Data records
####

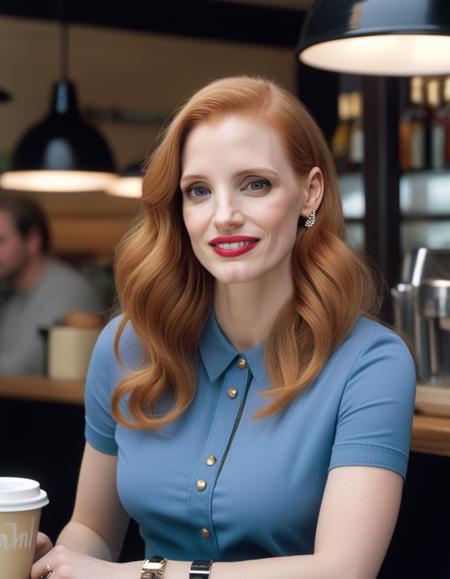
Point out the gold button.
[238,358,247,370]
[195,480,208,492]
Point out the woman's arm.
[57,443,129,561]
[31,443,134,579]
[32,462,402,579]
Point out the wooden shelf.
[0,376,450,457]
[0,376,84,404]
[411,414,450,456]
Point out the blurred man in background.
[0,192,102,379]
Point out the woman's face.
[180,115,323,284]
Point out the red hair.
[112,76,378,430]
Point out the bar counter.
[0,376,450,457]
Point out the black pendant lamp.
[106,163,143,199]
[1,1,116,193]
[296,0,450,76]
[0,88,11,103]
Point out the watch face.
[141,557,166,579]
[190,561,212,577]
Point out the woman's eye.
[245,179,270,193]
[185,185,209,199]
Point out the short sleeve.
[85,318,119,454]
[329,329,416,477]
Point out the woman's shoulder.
[96,314,141,362]
[337,316,414,364]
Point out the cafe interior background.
[0,0,450,579]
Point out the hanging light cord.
[57,0,69,81]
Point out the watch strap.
[189,561,213,579]
[141,556,167,579]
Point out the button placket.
[190,356,249,559]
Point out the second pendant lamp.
[1,0,116,193]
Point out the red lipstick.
[209,235,259,257]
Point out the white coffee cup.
[48,326,100,380]
[0,477,48,579]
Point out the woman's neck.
[214,282,293,352]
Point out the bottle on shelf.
[331,93,351,173]
[427,78,445,169]
[431,76,450,169]
[347,91,364,173]
[400,76,430,172]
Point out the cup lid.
[0,477,49,512]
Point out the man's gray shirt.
[0,258,102,375]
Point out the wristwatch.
[141,556,167,579]
[189,561,213,579]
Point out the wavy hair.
[112,76,378,430]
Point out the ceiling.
[224,0,314,10]
[0,0,306,48]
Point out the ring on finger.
[39,564,53,579]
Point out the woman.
[32,77,415,579]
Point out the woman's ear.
[300,167,324,219]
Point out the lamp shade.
[2,81,115,192]
[0,88,11,103]
[296,0,450,76]
[106,163,143,199]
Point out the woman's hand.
[31,545,142,579]
[34,532,53,561]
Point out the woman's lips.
[209,235,259,257]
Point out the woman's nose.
[214,196,244,229]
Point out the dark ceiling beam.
[0,0,304,48]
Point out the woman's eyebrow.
[180,167,278,186]
[180,175,206,185]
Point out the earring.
[305,209,316,229]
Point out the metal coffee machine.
[392,248,450,387]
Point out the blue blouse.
[86,313,416,561]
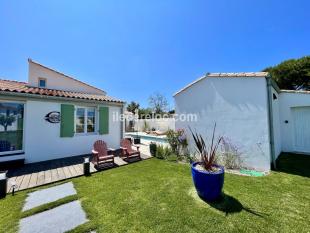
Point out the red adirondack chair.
[121,138,141,159]
[92,140,114,167]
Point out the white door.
[292,107,310,152]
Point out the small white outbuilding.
[174,72,310,171]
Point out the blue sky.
[0,0,310,108]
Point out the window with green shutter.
[99,107,109,134]
[60,104,74,137]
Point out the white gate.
[292,107,310,153]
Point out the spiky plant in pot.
[190,123,224,202]
[190,123,223,171]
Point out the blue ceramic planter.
[192,162,224,202]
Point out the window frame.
[74,106,98,136]
[0,99,27,157]
[38,78,47,88]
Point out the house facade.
[174,72,310,171]
[0,59,124,166]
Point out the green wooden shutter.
[99,107,109,134]
[60,104,74,137]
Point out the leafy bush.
[167,129,188,156]
[142,120,150,132]
[218,138,242,169]
[155,145,174,159]
[150,142,157,157]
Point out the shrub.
[155,145,173,159]
[218,138,242,169]
[142,120,150,132]
[150,142,157,157]
[167,129,188,156]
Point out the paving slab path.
[23,182,77,211]
[19,201,88,233]
[19,182,88,233]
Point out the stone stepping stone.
[19,201,88,233]
[23,182,77,211]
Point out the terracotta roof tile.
[0,79,123,103]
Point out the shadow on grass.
[206,193,266,218]
[277,153,310,178]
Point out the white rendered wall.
[134,118,175,131]
[28,61,105,95]
[175,77,270,171]
[24,101,121,163]
[280,92,310,152]
[271,88,281,158]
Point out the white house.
[0,59,124,166]
[174,72,310,171]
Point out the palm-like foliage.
[190,123,223,171]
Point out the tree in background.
[149,92,168,114]
[263,56,310,90]
[127,101,140,114]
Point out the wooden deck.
[7,154,151,193]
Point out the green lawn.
[0,155,310,233]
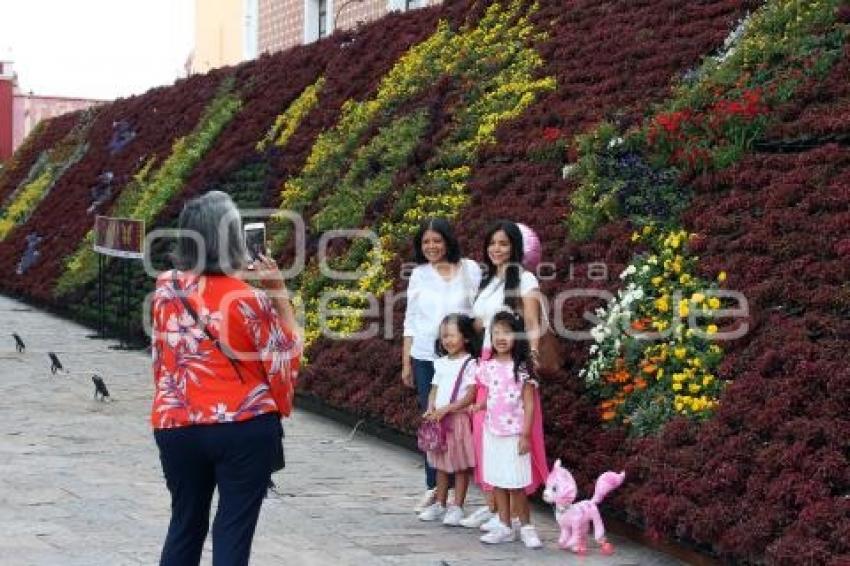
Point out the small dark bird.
[91,374,112,401]
[12,332,27,353]
[47,352,65,375]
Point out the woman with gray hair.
[151,191,301,566]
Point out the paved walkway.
[0,296,678,566]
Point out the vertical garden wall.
[0,0,850,565]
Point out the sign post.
[94,216,145,349]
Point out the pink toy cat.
[543,460,626,555]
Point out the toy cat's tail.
[590,472,626,505]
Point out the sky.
[0,0,195,99]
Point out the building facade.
[257,0,440,53]
[188,0,259,73]
[0,61,106,162]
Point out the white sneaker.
[413,489,437,513]
[443,505,463,527]
[460,505,493,529]
[481,524,516,544]
[519,524,543,548]
[419,503,446,521]
[480,515,522,534]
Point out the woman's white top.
[472,269,540,348]
[404,258,481,361]
[431,355,477,409]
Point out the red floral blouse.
[151,271,301,429]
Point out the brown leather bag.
[537,305,566,375]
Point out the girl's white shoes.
[481,516,543,548]
[519,524,543,548]
[413,489,437,513]
[419,503,446,521]
[443,505,463,527]
[481,521,516,544]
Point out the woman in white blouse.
[401,218,481,510]
[460,220,548,528]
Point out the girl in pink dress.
[419,314,479,527]
[473,310,542,548]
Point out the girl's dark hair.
[490,310,534,383]
[413,218,460,265]
[434,313,481,358]
[478,220,523,312]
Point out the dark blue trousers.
[154,413,281,566]
[410,358,437,489]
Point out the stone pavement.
[0,296,679,566]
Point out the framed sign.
[94,216,145,259]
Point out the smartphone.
[245,222,266,261]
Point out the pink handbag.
[416,362,472,452]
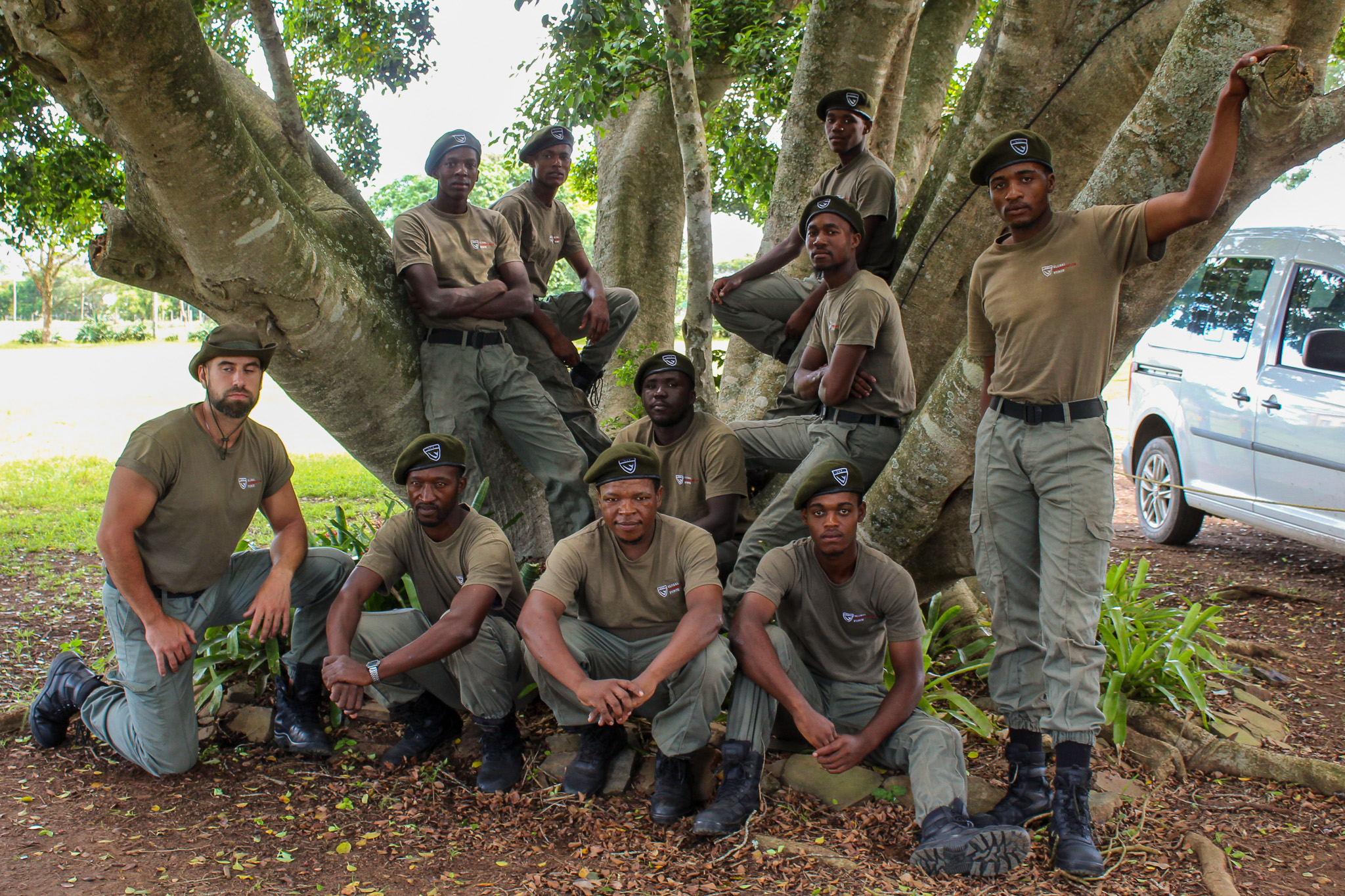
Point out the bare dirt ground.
[0,479,1345,896]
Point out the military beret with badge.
[635,351,695,395]
[393,433,467,485]
[793,461,864,511]
[584,442,662,485]
[518,125,574,163]
[967,129,1055,186]
[425,127,481,177]
[818,87,877,121]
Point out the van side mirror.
[1304,329,1345,373]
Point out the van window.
[1279,265,1345,370]
[1149,258,1275,358]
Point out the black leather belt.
[822,407,901,430]
[990,395,1107,426]
[425,328,504,348]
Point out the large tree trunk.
[866,0,1345,588]
[663,0,714,402]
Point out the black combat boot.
[650,750,695,825]
[472,714,523,794]
[561,724,625,797]
[971,743,1050,828]
[380,691,463,771]
[910,800,1032,877]
[692,740,761,837]
[28,650,108,748]
[1049,764,1103,877]
[271,662,332,756]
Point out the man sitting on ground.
[491,125,640,463]
[693,459,1032,874]
[28,324,354,775]
[615,352,752,578]
[518,443,733,825]
[323,434,525,792]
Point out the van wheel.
[1136,435,1205,544]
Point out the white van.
[1122,227,1345,553]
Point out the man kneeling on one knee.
[694,461,1032,874]
[323,434,525,792]
[518,442,733,823]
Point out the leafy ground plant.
[1097,557,1228,747]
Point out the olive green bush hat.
[187,324,276,383]
[393,433,467,485]
[793,461,864,511]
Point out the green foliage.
[1097,557,1228,746]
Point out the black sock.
[1009,728,1041,752]
[1056,740,1092,769]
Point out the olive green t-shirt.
[967,203,1166,404]
[612,411,752,534]
[359,508,527,622]
[748,539,925,684]
[117,402,295,594]
[812,149,897,282]
[808,270,916,416]
[533,513,720,641]
[393,202,519,330]
[491,184,584,298]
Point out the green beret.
[969,131,1055,186]
[799,196,864,239]
[518,125,574,163]
[393,433,467,485]
[187,324,276,383]
[635,351,695,395]
[793,461,864,511]
[818,87,877,121]
[584,442,662,485]
[425,127,481,177]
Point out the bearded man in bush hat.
[28,324,355,775]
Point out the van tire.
[1136,435,1205,544]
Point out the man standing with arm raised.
[967,47,1285,876]
[28,324,354,775]
[393,131,593,540]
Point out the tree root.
[1214,584,1326,607]
[1126,704,1345,797]
[1186,834,1239,896]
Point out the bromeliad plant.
[1097,557,1229,747]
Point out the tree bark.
[663,0,714,411]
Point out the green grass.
[0,454,386,560]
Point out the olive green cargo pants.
[710,271,820,421]
[421,341,593,542]
[724,625,967,821]
[523,616,737,756]
[724,416,901,614]
[349,607,523,719]
[971,410,1115,743]
[504,286,640,463]
[79,548,355,775]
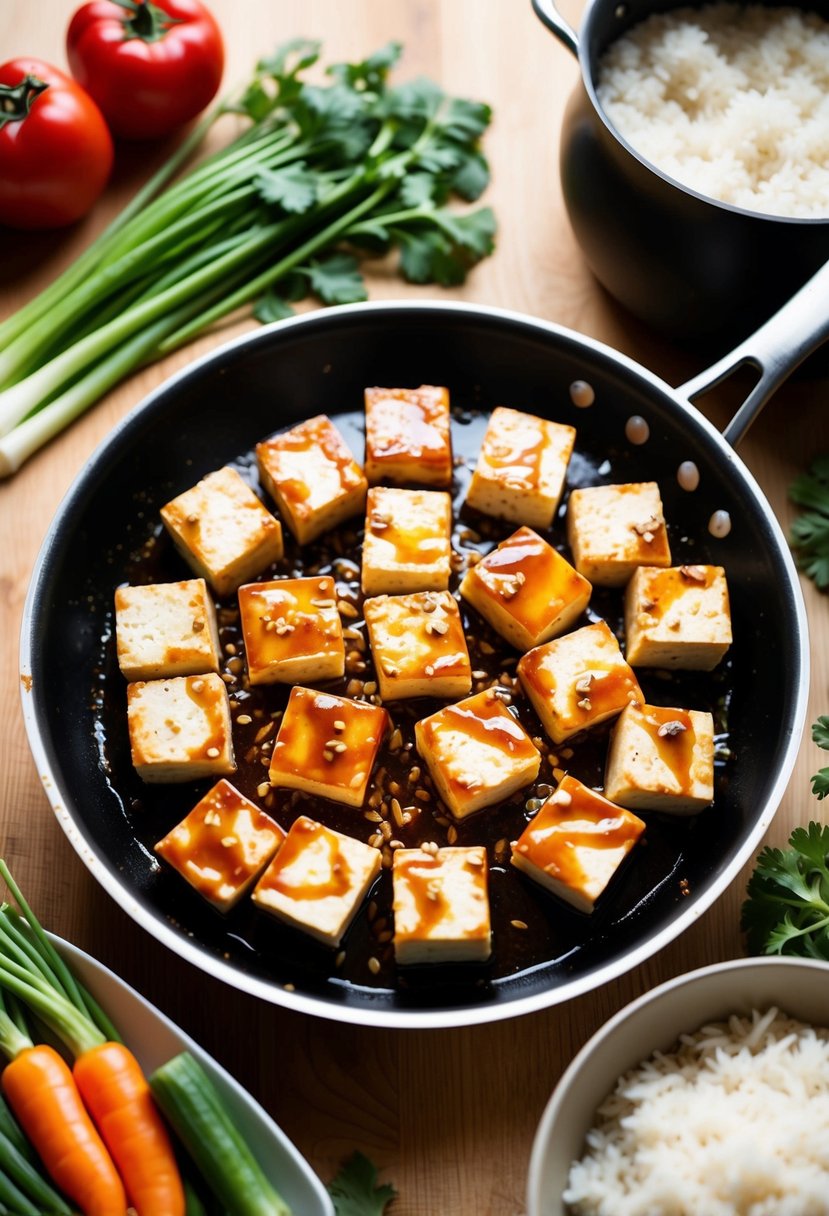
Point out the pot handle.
[675,259,829,447]
[532,0,579,58]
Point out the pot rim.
[568,0,829,227]
[19,300,810,1030]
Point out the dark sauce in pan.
[86,411,732,1003]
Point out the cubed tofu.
[365,384,452,485]
[467,406,576,528]
[363,591,472,700]
[256,413,367,545]
[162,467,283,596]
[568,482,671,587]
[126,672,236,782]
[625,565,732,671]
[253,815,382,946]
[270,687,389,806]
[239,575,345,685]
[156,778,284,912]
[391,846,492,966]
[115,579,221,680]
[604,705,714,815]
[511,776,644,912]
[461,528,593,651]
[415,688,541,820]
[362,486,452,596]
[518,620,644,743]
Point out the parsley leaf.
[328,1153,397,1216]
[309,253,367,304]
[256,161,318,215]
[789,455,829,591]
[740,822,829,959]
[812,714,829,799]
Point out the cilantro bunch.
[741,716,829,959]
[789,456,829,591]
[0,39,495,475]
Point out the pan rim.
[19,300,810,1030]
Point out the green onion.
[150,1052,291,1216]
[0,39,495,477]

####

PROBLEM TO SOLVE: Could you transcribe the records from the line holding "Point out the stone pavement." through the line holding "[0,479,1345,896]", both lines included? Leave the pictures out.

PROBLEM SOLUTION:
Point out the stone pavement.
[0,296,679,566]
Point out the framed sign.
[94,216,145,259]
Point out the smartphone.
[245,222,266,261]
Point out the pink handbag.
[416,362,472,452]
Point out the bare dirt ground.
[0,479,1345,896]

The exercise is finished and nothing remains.